GIVEN REQUEST — Rewrite the records from the line containing "the green leaf" through the end of the records, replacing "rabbit's" with "hare's" and leaving everything else unchanged.
......
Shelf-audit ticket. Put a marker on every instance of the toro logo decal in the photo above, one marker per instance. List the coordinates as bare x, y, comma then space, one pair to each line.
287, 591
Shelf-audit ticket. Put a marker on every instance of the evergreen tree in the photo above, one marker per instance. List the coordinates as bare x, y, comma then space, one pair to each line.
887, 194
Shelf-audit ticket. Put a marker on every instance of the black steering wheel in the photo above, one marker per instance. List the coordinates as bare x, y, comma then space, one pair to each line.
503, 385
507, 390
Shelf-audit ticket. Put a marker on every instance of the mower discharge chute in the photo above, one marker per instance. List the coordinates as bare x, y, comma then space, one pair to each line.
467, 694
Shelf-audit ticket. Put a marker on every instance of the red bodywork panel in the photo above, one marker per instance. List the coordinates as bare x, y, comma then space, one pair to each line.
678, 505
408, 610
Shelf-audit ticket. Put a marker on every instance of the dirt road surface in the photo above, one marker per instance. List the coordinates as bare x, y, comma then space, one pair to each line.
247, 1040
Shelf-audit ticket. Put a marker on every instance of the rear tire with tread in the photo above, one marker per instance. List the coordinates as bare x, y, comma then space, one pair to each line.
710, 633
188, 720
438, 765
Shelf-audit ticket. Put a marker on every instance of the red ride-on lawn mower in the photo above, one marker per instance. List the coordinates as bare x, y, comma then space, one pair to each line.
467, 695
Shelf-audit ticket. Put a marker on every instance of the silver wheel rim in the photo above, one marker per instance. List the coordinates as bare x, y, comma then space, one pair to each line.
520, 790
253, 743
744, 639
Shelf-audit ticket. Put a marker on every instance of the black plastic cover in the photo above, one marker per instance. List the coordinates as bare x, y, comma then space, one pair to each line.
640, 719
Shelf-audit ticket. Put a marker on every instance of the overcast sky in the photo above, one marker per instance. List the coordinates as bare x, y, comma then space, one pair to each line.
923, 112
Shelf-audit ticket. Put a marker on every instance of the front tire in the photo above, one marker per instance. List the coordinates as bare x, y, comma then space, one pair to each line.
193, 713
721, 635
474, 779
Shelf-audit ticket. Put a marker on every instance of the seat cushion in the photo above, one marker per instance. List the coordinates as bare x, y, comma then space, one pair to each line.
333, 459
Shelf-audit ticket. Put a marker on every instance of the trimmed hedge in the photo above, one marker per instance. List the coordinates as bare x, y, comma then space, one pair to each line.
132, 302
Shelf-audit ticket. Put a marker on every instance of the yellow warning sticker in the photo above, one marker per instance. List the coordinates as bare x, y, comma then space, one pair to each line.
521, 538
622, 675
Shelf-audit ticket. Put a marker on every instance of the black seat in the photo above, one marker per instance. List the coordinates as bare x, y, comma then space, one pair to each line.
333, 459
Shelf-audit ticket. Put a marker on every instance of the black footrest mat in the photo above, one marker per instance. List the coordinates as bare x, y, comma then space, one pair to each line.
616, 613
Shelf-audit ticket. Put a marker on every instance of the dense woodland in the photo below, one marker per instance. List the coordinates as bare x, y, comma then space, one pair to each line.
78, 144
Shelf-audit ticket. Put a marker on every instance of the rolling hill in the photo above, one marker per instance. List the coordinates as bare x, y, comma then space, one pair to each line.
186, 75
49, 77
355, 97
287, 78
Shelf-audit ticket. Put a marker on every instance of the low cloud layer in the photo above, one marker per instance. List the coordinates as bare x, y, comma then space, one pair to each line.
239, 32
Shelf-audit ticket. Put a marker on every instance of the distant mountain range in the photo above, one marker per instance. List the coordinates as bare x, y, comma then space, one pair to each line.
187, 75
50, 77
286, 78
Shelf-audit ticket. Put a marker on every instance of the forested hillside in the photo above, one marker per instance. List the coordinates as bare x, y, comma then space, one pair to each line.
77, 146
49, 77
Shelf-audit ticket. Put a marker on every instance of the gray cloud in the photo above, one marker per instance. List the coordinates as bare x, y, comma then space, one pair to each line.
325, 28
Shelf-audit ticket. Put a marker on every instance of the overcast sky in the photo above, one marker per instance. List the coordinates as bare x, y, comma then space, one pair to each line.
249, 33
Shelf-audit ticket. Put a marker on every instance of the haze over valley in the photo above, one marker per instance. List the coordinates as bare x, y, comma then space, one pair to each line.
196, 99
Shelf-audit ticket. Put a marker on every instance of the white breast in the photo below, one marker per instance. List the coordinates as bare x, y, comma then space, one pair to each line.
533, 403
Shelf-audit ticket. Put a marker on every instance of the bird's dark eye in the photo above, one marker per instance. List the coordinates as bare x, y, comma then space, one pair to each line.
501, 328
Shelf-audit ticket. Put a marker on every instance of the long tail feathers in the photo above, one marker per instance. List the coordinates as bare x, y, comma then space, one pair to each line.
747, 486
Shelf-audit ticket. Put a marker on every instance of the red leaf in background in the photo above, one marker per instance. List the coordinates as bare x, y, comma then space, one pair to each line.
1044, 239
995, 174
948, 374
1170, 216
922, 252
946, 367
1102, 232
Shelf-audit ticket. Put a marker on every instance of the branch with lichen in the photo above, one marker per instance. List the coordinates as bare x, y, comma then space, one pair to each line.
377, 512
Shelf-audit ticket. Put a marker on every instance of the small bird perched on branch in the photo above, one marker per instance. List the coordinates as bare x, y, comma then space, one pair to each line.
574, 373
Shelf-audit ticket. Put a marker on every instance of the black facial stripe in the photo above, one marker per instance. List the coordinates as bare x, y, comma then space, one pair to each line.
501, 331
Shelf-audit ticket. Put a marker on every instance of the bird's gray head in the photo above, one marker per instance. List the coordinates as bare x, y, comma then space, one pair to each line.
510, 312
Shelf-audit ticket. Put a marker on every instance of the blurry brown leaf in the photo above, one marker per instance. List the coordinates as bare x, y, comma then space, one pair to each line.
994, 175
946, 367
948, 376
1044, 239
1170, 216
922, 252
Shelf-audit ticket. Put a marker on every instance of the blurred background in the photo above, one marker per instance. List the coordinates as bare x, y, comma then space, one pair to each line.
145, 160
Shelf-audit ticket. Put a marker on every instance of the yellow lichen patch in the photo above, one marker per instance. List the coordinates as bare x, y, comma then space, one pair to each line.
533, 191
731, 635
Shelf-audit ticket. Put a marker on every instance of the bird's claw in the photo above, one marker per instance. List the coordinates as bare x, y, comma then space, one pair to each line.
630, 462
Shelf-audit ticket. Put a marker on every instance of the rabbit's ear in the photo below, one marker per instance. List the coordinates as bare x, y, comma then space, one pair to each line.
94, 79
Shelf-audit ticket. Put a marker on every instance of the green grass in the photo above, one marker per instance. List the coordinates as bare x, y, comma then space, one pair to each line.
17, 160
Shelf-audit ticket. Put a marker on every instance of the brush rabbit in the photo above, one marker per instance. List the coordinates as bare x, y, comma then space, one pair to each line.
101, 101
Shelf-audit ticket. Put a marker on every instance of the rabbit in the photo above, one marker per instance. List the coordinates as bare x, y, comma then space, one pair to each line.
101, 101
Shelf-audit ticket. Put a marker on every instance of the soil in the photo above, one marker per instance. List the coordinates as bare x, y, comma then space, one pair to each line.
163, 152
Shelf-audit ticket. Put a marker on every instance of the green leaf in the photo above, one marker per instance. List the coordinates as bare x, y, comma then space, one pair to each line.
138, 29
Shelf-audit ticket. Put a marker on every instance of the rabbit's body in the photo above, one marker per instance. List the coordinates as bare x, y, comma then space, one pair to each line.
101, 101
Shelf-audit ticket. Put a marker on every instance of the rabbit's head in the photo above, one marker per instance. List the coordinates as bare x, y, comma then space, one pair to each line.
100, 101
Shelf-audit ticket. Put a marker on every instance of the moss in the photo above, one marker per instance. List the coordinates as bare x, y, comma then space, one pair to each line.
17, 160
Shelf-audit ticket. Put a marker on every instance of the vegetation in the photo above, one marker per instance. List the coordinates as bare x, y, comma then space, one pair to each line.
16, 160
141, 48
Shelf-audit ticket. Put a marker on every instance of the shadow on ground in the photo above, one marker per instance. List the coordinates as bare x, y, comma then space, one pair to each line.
......
RESPONSE FOR THIS EXERCISE —
Shelf-audit ticket. Put a marker on every instance of the green leaf in the photo above, one marker per instance. List the coordinates as bare x, y, comma then space, one pair to each line.
138, 29
Shelf-audit ticket. Put a marker on every instance of the hare's body in the photo above, one marker per instance. List the coordinates as bare x, y, comma then space, one pair to each line.
101, 101
Shelf-audit ticket. Put a marker on every instance of the hare's head in the photo above, one marker per instance. List the coordinates as bare x, y, comma then space, one pair to each line.
100, 101
Shelf-audit ticket. Put a marker on every instance of the moss in the photo above, one marker per instance. List the coordinates as bare x, y, comma then space, one pair to each line.
17, 160
Shelf-audit ticket. Put a marker on every instance of the vegetation in the photo above, one marker per instance. List the coordinates as bare x, y, comma then space, one pair to each line.
16, 160
141, 48
Shelf-audit ticket. Put a marker on every instance of the shadow on ground in the photo above, one marker per instance. List the coordinates as bare x, y, comma then space, one pair to each line.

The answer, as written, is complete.